:: Given task ::
Please reproduce every one of the entries below word for word, omitting the pictures.

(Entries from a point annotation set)
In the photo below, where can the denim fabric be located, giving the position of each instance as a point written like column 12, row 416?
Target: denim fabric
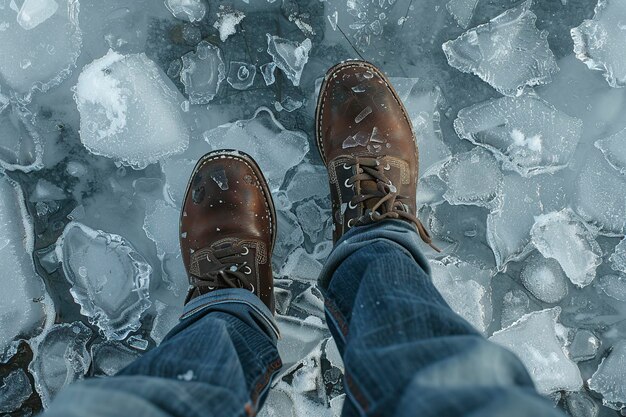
column 405, row 352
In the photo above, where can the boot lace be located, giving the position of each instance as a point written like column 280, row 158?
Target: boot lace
column 388, row 203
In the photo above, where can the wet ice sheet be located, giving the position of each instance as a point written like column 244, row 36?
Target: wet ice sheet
column 128, row 96
column 509, row 52
column 527, row 134
column 599, row 42
column 109, row 278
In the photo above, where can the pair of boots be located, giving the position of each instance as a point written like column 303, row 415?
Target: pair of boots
column 367, row 143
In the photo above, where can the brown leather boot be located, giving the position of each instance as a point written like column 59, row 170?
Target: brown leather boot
column 367, row 143
column 228, row 227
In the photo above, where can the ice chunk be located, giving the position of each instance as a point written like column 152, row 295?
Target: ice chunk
column 109, row 278
column 308, row 181
column 508, row 227
column 39, row 49
column 466, row 289
column 584, row 346
column 110, row 357
column 289, row 56
column 600, row 195
column 509, row 52
column 259, row 137
column 472, row 178
column 166, row 318
column 21, row 146
column 267, row 70
column 15, row 388
column 203, row 72
column 544, row 278
column 618, row 258
column 462, row 11
column 241, row 75
column 24, row 304
column 226, row 22
column 614, row 150
column 59, row 358
column 189, row 10
column 563, row 237
column 534, row 340
column 130, row 111
column 527, row 134
column 599, row 42
column 608, row 380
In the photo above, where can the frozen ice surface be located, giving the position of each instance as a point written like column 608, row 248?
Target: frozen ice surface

:: Task result ::
In the photo below, where can the denim fabric be located, giving the position of each instance as a point written like column 12, row 416?
Target: denim fabric
column 405, row 352
In the photo above, where can the boot lace be located, giving the position of each instance as a point written like column 280, row 158?
Target: boot lace
column 388, row 203
In the photo above, where can the wet ice sheet be located, giving the position of each instance as a point written like column 244, row 36?
Target: wet ice sheet
column 128, row 96
column 509, row 52
column 527, row 134
column 599, row 42
column 109, row 278
In the photo above, where can the pair of boots be located, giving the position of each instance as a point written like column 303, row 415?
Target: pair of boots
column 367, row 143
In the photo above, where can the brown leather boot be located, giving the position of each instance as a point written like column 59, row 170?
Target: brown leather boot
column 367, row 143
column 228, row 227
In the photo above, where can the ice chunk be located, giving the position of each instance as a point written like column 152, row 295?
Target: ice chunk
column 109, row 278
column 308, row 181
column 508, row 227
column 39, row 49
column 466, row 289
column 584, row 346
column 110, row 357
column 289, row 56
column 600, row 195
column 509, row 52
column 259, row 137
column 472, row 178
column 166, row 318
column 21, row 146
column 267, row 70
column 15, row 388
column 203, row 72
column 544, row 278
column 618, row 258
column 462, row 11
column 241, row 75
column 24, row 304
column 226, row 22
column 614, row 150
column 59, row 358
column 189, row 10
column 563, row 237
column 534, row 340
column 130, row 111
column 527, row 134
column 599, row 42
column 608, row 380
In the photo above, where can the frozen ice surface be located, giving the position of each instance as a point written like column 608, row 248?
Target: frozen ice surface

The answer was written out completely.